> **Reading passage**:

^^^^^^^^^^^^^^^^

Of course, many things were beyond his control – such as the loss of his country, which exploded into civil war. He escaped the violence, but new challenges awaited in his adopted country. Resettling in Chicago then San Francisco, Mitrovic struggled to find his true purpose in life.
Mitrovic receives a standing ovation from students and colleagues after his talk, titled “Dreams, People and Lessons, in no Particular Order.”
He excelled in science, but the high-stakes enterprise of being a principal investigator was not for him. Then, in quick succession, came a series of health problems: back surgery, pneumonia, osteoarthritis and portal vein thrombosis, a painful condition in which a blood clot forms in the main vein feeding nutrients from the gastrointestinal tract to the liver.
Yet, no matter how openly Mitrovic spoke of his struggles, he never seemed defeated. His stories were funny and his spirit irrepressible.
Trusting, idealistic and endlessly curious, the young Igor could also be careless. Mitrovic invited the students to laugh along with him at his younger self, which they did.
Mitrovic recalled the time a professor threw him out of an oral exam after asking just one question: “What is cholesterol?” Igor had studied so hard he was sure he would ace the exam.
But he hadn’t done the one thing necessary to answer the question: attend that professor’s lectures. Flashing a slide of the chemical composition of cholesterol labeled, “The Murder Weapon,” Mitrovic recalled how his more studious friend, Marta, told him the professor had repeatedly told the class, “Cholesterol is an alcohol.”
Marta, it turned out, provided Igor with endless opportunities for learning. They roamed the streets of Zagreb for hours, talking about everything under the sun and satisfying each other’s deep curiosity about literature, psychology, philosophy and more. Not long after, the two married.
Students gather for a group hug with Mitrovic after the Last Lecture.
They emigrated and had a son, named Dmitri. There were career struggles and a deep quandary over what he was really meant to do with his talents.
And, finally, the dawning realization that he should do what he really loved, which was teach. He worried about disappointing his mentor, Allan Basbaum, PhD, who had invested in him. Until finally, he realized, it wasn’t the mentor’s job to dictate a trainee’s future.
“Great mentors listen,” Mitrovic said. “They try to understand. They challenge you. But they support.”
Now, in addition to his role as director of physiology training across all the four schools, Mitrovic does a lot of mentoring himself, helping graduate students and postdoctoral fellows learn how to mentor others.
But finding his way in the world didn’t necessarily help him when he got sick. Four weeks of the blood thinner heparin had more or less taken care of the portal vein thrombosis, but afterward he was debilitated with depression and panic attacks.
“Even though I knew my purpose, I was afraid of dying.”
Slowly, it dawned on him: Everything dies, not just people but all living things, “even stars, galaxies, perhaps even the universe.”
Maybe, he thought, his own existence wasn’t so central after all. From a certain vantage point, it even seemed random. “Heck, there was one particular sperm out of god knows how many,” he said as everyone burst into laughter. “Here I am.”
And since he was here, he figured he should try to live his life as well as he could. “I had to surrender and trust and remember that whatever comes, I am the only one who is living.”
Now, he had a sense of purpose that included the possibility of his own demise.
“I realized that I am a part of something much greater. Every atom in my body was forged in a star. Imagine how wonderful it is to realize this.”
When he was finished, everyone rose to their feet with applause and cheers. A clutch of students enveloped him in a group hug and gave him flowers.
After the lecture, the congratulatory emails flooded in. One came from a student who wrote, “There is no weakness in supposed ‘failure’ or ‘imperfection.’ In fact, you have demonstrated how we can draw strength from it all.”

^^^^^^^^^^^^^^^^

> **Supplied entries**:
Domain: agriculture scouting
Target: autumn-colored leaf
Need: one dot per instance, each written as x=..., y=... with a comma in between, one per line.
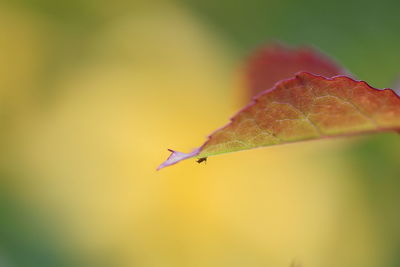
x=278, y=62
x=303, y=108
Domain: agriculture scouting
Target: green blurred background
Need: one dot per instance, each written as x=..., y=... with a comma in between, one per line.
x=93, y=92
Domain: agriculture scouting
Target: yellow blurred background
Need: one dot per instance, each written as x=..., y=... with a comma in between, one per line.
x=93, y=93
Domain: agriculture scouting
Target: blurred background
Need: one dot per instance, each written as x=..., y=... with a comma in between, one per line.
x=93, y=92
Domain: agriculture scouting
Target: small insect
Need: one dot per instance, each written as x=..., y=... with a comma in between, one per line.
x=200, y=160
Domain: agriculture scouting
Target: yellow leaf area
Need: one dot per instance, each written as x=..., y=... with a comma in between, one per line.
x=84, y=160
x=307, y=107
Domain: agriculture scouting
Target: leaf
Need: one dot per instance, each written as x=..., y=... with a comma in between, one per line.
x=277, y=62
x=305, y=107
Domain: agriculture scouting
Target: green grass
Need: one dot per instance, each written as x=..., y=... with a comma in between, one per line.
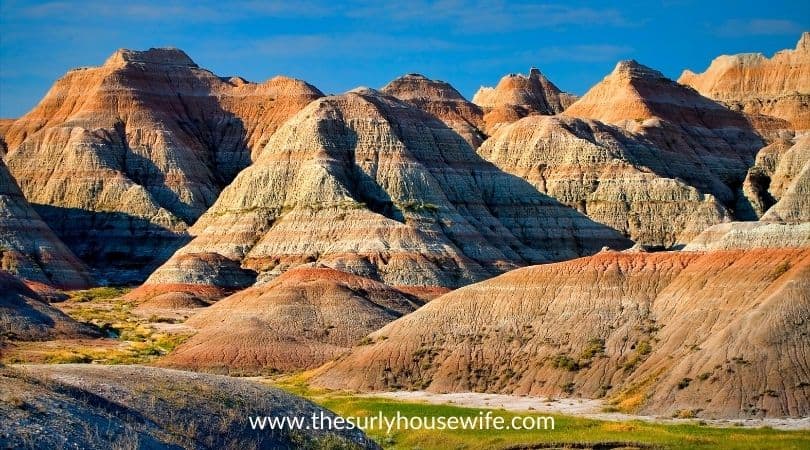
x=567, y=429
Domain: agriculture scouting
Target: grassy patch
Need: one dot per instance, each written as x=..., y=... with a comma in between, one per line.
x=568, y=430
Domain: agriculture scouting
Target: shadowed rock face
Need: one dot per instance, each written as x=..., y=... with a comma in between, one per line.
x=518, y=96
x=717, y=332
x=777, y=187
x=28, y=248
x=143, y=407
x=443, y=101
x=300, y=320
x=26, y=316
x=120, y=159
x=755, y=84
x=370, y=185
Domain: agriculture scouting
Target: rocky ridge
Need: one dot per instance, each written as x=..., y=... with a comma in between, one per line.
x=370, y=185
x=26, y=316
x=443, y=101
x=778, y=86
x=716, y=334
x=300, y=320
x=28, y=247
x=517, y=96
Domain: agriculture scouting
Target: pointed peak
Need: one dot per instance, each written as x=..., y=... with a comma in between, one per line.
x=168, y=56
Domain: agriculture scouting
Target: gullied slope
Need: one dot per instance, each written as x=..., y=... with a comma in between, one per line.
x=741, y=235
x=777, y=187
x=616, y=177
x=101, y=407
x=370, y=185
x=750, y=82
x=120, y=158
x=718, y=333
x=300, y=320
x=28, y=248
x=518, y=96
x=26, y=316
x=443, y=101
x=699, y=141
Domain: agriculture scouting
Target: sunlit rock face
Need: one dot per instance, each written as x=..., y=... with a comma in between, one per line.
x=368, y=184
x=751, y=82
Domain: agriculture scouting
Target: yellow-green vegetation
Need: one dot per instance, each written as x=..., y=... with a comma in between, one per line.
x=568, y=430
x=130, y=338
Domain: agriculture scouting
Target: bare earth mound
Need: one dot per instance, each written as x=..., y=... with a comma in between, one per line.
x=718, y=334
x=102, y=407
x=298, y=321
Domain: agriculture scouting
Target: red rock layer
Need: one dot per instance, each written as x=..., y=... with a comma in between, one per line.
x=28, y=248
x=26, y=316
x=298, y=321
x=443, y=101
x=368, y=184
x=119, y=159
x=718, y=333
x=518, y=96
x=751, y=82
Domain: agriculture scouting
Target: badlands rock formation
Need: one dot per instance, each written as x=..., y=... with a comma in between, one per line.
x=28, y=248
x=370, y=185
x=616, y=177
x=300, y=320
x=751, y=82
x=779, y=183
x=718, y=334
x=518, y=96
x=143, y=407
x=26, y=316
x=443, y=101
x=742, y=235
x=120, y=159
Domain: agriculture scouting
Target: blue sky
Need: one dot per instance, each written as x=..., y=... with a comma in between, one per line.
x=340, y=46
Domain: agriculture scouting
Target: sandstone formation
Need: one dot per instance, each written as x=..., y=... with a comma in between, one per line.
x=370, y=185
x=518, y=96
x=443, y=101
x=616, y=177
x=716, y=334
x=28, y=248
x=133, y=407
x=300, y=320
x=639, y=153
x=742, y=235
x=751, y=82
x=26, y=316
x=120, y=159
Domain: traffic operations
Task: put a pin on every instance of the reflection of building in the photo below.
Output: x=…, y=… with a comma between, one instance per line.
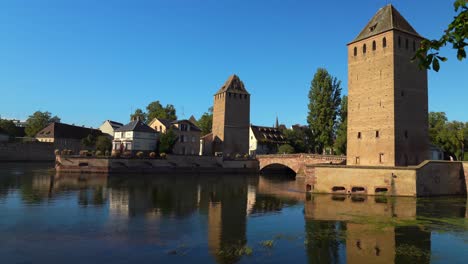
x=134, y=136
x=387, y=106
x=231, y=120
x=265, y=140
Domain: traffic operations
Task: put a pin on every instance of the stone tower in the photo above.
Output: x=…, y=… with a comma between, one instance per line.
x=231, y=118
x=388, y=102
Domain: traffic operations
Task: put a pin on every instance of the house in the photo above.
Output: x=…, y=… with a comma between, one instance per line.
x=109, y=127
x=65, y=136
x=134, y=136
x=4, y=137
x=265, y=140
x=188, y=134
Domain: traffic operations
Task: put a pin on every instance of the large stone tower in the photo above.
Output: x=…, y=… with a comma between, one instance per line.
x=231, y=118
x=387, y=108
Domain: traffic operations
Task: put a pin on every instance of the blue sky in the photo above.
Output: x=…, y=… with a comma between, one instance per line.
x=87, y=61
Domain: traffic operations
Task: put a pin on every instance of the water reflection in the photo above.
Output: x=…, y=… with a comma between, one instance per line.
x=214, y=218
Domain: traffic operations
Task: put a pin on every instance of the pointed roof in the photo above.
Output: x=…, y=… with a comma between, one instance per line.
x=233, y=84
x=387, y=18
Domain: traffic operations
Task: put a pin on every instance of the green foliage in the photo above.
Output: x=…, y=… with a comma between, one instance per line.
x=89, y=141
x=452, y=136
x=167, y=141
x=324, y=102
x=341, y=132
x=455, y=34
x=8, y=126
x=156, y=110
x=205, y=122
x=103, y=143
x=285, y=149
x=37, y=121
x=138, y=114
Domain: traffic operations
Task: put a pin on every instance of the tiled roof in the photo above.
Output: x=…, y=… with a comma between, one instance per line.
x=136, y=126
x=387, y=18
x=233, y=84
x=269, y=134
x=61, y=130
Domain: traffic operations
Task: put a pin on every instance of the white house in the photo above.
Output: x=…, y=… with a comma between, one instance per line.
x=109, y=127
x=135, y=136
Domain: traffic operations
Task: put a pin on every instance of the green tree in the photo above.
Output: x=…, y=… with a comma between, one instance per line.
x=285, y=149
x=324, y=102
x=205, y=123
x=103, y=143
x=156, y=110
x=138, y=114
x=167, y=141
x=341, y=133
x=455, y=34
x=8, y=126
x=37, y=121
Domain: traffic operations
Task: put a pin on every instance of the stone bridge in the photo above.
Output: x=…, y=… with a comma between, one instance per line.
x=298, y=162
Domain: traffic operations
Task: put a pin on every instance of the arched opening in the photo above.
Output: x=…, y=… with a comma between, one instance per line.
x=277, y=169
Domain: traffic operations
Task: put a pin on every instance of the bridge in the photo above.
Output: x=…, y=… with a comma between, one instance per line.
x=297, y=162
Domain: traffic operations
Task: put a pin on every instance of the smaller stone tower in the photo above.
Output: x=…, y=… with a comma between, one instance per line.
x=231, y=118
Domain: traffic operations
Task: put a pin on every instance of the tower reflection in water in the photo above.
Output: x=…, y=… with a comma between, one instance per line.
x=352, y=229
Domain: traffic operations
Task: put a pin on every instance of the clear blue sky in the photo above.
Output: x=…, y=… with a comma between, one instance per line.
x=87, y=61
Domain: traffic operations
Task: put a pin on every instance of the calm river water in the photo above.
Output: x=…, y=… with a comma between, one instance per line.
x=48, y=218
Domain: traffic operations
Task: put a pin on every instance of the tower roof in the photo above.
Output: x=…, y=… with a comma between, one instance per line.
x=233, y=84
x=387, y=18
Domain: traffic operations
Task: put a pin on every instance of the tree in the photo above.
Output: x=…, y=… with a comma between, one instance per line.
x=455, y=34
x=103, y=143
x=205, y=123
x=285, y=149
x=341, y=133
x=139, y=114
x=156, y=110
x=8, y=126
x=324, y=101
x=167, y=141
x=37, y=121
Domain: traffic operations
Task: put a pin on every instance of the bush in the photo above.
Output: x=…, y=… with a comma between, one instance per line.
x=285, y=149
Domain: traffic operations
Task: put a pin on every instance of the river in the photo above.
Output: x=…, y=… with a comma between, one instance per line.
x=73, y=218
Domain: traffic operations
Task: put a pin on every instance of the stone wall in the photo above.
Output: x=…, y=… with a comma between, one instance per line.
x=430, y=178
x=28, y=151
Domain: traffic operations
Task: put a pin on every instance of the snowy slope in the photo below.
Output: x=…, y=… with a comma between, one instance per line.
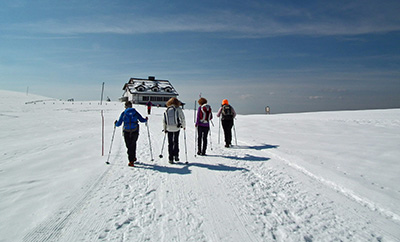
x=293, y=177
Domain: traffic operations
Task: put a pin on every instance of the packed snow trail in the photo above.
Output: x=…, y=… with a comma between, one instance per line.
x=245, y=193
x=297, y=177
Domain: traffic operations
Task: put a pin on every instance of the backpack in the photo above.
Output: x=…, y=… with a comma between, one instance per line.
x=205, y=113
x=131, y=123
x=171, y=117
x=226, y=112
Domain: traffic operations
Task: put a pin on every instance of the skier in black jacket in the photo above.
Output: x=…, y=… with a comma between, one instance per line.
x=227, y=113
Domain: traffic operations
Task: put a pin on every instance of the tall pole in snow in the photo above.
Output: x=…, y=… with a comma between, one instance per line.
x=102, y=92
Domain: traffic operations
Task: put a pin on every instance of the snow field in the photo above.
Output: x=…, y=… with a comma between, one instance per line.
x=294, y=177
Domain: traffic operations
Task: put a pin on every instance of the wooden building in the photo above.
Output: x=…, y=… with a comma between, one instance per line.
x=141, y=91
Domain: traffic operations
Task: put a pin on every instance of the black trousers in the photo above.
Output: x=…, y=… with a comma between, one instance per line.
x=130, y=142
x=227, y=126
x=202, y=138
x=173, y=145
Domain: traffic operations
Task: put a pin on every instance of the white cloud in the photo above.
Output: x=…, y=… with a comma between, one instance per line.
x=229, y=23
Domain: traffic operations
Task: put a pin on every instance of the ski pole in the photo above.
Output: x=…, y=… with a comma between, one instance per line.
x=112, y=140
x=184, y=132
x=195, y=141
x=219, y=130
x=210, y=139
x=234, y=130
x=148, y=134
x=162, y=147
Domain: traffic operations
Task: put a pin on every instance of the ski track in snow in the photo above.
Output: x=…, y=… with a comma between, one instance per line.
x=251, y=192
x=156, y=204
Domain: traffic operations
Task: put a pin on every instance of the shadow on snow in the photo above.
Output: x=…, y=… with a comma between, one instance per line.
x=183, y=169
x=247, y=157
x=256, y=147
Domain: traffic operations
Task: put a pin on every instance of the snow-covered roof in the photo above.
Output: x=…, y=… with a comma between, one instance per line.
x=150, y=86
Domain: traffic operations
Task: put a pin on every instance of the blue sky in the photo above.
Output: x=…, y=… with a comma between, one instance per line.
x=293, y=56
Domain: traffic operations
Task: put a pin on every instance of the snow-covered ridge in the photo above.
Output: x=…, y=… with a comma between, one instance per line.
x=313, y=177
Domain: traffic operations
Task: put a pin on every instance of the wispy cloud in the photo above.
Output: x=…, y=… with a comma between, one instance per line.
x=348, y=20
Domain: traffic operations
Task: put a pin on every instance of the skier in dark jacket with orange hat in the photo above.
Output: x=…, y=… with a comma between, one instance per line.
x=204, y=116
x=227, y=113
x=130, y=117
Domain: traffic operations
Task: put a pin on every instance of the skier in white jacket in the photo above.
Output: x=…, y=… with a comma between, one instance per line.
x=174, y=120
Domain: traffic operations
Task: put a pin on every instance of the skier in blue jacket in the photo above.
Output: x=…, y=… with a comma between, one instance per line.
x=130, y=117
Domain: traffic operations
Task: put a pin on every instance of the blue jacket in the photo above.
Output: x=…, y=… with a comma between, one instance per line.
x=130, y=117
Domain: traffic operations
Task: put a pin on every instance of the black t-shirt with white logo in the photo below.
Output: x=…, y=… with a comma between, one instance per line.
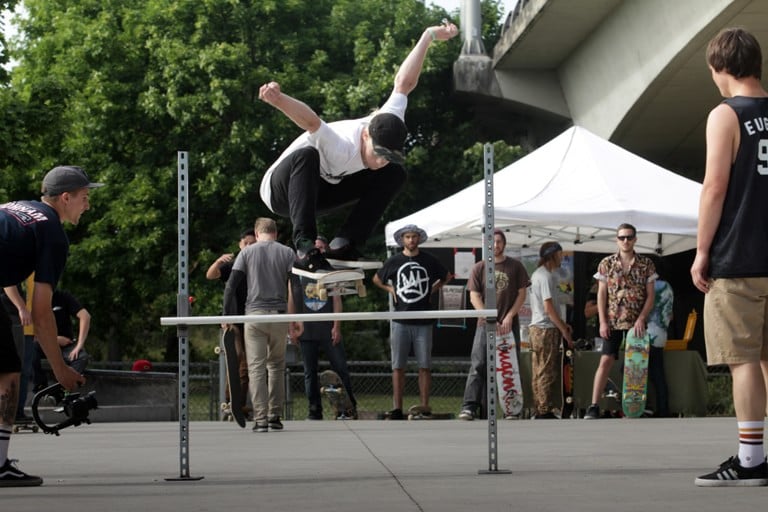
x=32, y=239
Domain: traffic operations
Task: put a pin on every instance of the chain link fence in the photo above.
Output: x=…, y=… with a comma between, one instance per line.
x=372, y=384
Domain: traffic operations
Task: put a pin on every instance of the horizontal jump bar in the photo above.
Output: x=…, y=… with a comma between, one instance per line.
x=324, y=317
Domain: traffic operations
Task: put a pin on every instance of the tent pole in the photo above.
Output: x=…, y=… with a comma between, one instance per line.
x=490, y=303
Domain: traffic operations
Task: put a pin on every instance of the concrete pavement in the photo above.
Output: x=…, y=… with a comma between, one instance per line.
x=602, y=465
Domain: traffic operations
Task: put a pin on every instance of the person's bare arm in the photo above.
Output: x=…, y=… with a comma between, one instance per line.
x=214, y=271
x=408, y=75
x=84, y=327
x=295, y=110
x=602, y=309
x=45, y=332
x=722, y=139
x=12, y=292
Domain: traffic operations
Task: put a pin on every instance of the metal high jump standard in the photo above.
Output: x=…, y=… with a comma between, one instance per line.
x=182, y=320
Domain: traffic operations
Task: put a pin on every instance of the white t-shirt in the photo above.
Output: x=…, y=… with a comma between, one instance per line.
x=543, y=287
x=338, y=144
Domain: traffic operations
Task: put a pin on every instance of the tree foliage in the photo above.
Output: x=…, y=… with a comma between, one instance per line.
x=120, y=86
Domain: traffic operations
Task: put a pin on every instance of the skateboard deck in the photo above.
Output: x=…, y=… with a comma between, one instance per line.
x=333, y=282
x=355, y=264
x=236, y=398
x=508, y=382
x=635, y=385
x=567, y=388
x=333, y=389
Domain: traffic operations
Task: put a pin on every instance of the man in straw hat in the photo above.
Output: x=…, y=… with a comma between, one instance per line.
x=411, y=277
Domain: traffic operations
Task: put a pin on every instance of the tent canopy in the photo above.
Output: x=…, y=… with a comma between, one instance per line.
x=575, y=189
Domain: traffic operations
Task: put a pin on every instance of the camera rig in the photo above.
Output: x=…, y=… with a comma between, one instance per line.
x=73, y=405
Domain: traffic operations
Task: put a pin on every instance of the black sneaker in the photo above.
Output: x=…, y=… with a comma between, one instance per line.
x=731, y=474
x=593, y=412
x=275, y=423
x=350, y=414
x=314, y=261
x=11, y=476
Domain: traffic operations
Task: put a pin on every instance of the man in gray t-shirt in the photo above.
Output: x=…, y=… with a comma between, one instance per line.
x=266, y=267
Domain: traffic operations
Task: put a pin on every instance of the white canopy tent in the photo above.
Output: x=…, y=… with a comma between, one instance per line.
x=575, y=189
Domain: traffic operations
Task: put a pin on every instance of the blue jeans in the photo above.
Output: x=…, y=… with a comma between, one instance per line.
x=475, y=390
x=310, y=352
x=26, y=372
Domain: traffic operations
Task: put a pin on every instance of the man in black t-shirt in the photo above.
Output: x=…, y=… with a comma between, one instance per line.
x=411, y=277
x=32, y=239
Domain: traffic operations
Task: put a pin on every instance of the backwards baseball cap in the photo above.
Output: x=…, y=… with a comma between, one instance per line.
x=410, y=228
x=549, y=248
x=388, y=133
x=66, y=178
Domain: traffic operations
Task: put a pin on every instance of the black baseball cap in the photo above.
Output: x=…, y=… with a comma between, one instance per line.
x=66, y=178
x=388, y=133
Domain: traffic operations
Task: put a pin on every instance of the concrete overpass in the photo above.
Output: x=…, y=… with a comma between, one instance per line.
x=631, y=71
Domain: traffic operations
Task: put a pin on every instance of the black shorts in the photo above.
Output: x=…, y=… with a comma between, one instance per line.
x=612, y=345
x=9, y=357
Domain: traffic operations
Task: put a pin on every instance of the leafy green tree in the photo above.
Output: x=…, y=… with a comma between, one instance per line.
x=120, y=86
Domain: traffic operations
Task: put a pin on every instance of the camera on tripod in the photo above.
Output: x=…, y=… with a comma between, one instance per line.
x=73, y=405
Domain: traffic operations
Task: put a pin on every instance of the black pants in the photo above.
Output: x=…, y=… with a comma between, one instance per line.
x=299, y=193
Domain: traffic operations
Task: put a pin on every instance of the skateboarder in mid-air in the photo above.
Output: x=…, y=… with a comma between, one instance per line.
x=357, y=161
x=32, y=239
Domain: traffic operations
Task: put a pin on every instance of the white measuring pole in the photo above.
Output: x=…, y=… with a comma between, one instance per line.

^^^^^^^^^^^^^^^^

> **Complete the following**:
**a)** Using the passage on Mitrovic's Last Lecture, answer these:
(i) What question did the professor ask before throwing Igor out of the oral exam?
(ii) In which city did Igor and Marta roam the streets for hours?
(iii) Which blood thinner treated the portal vein thrombosis, and for how many weeks?
**b)** Could you write out, word for word, the part of the passage on Mitrovic's Last Lecture that opens with the words "He excelled in" and closes with "to the liver."?

> **Answers by item number**:
**a)**
(i) "What is cholesterol?"
(ii) Zagreb
(iii) Heparin, for four weeks

**b)**
He excelled in science, but the high-stakes enterprise of being a principal investigator was not for him. Then, in quick succession, came a series of health problems: back surgery, pneumonia, osteoarthritis and portal vein thrombosis, a painful condition in which a blood clot forms in the main vein feeding nutrients from the gastrointestinal tract to the liver.